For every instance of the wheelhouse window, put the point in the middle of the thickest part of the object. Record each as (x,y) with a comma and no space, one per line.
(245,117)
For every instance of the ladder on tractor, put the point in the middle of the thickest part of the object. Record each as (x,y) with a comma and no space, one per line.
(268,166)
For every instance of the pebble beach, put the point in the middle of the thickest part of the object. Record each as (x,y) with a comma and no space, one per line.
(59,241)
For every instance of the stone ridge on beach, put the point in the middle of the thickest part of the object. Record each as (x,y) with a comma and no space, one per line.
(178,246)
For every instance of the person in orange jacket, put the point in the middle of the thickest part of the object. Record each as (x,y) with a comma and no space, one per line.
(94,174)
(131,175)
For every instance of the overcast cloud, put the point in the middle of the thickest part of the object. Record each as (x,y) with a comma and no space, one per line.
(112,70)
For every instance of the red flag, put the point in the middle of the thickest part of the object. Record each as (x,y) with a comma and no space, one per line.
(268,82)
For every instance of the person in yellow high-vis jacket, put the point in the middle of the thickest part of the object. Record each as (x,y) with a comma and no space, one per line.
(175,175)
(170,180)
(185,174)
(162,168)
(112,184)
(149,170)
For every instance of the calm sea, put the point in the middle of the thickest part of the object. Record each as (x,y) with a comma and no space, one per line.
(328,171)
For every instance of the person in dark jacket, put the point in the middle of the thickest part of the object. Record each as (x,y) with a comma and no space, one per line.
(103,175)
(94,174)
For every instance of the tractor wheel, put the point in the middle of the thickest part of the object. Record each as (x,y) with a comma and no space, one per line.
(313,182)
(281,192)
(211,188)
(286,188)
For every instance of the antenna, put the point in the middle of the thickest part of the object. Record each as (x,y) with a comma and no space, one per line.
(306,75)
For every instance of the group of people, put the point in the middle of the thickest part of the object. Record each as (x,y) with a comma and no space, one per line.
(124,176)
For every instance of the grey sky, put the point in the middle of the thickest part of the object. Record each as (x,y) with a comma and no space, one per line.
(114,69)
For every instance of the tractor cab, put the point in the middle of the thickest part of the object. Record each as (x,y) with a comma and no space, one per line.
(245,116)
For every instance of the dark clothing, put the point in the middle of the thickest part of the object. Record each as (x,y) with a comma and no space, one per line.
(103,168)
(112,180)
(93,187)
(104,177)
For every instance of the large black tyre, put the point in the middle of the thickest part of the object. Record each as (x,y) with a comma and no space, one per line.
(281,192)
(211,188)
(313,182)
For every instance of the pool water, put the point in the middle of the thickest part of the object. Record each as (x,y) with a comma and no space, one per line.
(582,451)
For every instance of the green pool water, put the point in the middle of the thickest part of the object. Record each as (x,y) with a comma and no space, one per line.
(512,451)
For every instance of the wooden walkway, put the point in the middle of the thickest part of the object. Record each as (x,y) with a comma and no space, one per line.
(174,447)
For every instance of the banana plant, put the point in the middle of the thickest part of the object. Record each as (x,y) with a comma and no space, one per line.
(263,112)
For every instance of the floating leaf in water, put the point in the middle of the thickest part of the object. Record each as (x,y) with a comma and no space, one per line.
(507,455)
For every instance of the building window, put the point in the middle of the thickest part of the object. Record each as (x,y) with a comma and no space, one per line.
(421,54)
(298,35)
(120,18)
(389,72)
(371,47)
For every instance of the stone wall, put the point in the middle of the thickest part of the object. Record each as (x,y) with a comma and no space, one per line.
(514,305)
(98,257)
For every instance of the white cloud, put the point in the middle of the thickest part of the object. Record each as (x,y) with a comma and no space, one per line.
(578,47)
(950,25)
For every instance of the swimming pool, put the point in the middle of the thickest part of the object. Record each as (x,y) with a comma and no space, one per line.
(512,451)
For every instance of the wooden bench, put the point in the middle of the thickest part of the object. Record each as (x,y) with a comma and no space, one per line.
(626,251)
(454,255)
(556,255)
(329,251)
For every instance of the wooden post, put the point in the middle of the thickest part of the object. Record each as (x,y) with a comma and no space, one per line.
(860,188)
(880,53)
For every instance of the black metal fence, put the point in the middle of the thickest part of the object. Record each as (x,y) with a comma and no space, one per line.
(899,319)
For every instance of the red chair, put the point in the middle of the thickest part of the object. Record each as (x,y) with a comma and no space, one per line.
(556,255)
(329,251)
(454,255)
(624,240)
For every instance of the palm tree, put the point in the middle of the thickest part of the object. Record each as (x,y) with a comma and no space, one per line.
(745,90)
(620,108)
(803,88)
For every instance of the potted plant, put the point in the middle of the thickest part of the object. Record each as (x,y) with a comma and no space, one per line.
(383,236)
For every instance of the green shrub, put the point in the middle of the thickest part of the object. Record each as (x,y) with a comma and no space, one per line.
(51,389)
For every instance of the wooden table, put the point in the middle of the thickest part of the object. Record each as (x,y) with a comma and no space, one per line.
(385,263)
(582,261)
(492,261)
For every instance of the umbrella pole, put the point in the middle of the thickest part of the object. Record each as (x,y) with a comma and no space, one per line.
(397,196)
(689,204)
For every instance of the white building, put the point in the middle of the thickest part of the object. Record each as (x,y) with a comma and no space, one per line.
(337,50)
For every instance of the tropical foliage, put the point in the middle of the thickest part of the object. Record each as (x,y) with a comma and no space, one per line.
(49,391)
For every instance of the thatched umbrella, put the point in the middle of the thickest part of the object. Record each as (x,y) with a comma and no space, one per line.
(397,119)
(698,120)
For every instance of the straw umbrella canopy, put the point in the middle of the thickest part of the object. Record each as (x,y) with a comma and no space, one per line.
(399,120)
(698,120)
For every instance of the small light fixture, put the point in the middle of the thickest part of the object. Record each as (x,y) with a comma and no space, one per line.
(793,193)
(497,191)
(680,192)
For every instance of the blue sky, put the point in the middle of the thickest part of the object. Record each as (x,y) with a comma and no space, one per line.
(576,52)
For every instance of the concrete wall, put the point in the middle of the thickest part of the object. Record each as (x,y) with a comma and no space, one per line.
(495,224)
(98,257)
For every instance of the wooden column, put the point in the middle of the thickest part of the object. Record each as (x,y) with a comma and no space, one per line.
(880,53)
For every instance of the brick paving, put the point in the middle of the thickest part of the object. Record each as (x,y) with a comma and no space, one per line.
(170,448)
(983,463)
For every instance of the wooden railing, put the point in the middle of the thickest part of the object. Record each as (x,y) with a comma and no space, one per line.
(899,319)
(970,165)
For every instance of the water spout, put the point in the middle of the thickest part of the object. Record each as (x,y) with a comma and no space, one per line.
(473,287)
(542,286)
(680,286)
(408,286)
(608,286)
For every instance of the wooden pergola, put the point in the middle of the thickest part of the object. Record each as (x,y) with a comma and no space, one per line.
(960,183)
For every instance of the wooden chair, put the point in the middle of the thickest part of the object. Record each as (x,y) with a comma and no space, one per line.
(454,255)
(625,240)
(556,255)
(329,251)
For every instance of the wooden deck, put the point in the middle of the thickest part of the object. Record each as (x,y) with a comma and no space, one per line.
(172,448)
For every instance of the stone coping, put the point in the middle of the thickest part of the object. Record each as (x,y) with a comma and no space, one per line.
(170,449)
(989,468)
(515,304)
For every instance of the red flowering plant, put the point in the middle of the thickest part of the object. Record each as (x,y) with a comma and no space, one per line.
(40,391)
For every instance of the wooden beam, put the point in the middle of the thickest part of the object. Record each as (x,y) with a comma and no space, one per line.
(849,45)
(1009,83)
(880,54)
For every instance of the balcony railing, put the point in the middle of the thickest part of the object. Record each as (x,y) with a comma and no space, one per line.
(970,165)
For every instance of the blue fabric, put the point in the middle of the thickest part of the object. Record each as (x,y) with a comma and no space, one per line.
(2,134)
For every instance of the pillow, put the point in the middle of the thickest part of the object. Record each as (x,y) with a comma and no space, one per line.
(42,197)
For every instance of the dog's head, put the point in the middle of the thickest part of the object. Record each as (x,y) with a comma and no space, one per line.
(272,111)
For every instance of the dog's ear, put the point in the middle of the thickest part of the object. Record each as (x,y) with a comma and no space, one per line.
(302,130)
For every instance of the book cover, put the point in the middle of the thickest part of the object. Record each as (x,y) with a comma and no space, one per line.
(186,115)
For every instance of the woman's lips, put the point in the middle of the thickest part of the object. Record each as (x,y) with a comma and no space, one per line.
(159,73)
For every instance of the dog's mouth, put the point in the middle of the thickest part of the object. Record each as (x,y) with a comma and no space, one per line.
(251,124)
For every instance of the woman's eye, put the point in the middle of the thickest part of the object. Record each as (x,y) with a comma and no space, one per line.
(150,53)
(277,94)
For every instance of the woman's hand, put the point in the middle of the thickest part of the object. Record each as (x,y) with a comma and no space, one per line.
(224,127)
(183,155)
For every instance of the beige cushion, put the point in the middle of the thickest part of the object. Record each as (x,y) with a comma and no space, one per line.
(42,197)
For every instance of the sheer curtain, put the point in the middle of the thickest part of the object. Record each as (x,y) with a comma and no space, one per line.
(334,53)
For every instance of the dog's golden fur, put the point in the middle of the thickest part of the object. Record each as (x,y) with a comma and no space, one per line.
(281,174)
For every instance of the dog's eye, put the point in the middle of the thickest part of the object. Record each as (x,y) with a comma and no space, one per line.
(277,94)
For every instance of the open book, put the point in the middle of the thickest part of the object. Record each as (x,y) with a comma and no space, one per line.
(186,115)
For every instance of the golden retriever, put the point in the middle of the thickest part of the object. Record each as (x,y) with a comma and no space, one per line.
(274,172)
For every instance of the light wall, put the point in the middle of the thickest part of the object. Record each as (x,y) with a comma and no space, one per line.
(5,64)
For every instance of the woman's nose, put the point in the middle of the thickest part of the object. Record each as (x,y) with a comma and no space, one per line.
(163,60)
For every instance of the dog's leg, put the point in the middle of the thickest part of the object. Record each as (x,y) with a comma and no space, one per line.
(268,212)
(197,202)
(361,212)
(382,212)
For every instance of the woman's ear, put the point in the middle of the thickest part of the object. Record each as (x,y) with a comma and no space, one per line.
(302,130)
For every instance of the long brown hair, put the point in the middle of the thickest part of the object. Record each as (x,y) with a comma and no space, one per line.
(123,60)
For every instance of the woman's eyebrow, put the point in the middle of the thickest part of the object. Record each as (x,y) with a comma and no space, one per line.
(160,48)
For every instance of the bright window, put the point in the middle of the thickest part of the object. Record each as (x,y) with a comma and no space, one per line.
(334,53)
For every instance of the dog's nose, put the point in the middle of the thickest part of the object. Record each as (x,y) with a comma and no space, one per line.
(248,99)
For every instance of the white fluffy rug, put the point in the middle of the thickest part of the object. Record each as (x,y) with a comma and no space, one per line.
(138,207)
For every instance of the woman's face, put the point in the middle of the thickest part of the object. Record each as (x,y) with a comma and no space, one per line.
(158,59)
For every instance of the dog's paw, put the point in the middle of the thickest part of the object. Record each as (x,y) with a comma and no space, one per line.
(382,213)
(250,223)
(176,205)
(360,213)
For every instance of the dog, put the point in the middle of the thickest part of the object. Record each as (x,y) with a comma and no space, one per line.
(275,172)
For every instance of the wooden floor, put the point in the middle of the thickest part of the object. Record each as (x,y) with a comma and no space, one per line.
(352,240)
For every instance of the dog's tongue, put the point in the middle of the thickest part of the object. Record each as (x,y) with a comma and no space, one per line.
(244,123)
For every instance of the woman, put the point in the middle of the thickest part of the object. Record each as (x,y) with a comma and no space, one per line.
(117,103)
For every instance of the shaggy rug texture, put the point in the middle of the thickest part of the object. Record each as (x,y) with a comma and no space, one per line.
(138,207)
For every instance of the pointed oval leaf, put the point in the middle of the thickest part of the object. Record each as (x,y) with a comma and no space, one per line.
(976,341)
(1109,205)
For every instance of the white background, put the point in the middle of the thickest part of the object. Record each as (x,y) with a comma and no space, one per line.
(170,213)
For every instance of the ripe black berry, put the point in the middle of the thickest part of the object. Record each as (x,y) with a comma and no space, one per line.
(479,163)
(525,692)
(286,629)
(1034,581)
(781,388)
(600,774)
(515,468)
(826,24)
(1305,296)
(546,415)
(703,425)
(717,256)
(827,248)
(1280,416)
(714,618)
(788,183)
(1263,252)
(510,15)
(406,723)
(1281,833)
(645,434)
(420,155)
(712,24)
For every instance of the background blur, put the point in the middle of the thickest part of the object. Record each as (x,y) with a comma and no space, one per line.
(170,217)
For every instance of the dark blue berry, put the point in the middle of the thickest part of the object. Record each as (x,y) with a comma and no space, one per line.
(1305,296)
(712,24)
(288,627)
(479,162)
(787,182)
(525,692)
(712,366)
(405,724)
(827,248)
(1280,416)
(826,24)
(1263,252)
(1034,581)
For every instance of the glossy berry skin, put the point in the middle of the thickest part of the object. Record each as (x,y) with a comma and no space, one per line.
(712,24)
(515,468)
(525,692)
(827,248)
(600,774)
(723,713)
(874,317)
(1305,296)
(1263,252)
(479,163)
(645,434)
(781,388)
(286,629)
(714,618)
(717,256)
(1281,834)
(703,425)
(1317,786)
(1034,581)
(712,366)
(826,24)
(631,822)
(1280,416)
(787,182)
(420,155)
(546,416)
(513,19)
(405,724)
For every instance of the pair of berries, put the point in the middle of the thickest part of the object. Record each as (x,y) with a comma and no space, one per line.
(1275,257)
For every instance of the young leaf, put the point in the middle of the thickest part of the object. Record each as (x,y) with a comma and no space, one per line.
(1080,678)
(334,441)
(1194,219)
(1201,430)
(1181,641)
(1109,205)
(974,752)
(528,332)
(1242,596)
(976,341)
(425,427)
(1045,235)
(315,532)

WHAT YOU HAVE TO DO>
Reproduce nothing but the lines from the line containing "For every instance of the background" to the last line of the data, each exactly as written.

FULL OUTPUT>
For every instance of the background blur, put the point in the middle of the thickest part of the object. Record each as (x,y) with a comma and no space, one per line.
(170,217)
For every instance of the dark blue berry, put the point in the middle of the thickest part of the object. Record each as (x,y) with a comma and no space, one per line.
(1305,296)
(712,24)
(288,627)
(479,162)
(787,182)
(525,692)
(712,366)
(405,724)
(827,248)
(1280,416)
(826,24)
(1263,252)
(1034,581)
For every instance of the glossy berry skin, put the point in the middle of the thickest part of the object. Record each as (x,y) with a comma and no space, one per line.
(712,24)
(515,468)
(525,692)
(827,248)
(600,774)
(723,713)
(874,317)
(1305,296)
(1263,252)
(479,163)
(645,434)
(781,388)
(286,629)
(714,618)
(717,256)
(1281,834)
(703,425)
(1317,786)
(1034,581)
(712,366)
(826,24)
(631,822)
(1280,416)
(787,182)
(420,155)
(546,416)
(513,19)
(405,724)
For every instance of the pair of berries, put the point in the middle of the thickest part of the object. Record each as (x,y) with a comma and no space, one per line.
(1275,257)
For every instance of the young leaf, put the point in the middle of the thickest part of the object. Record each as (x,y) with a comma and no space, one per line.
(1080,678)
(334,441)
(1194,219)
(1201,430)
(1181,641)
(1109,205)
(974,752)
(528,332)
(1242,596)
(976,341)
(425,427)
(1045,235)
(315,532)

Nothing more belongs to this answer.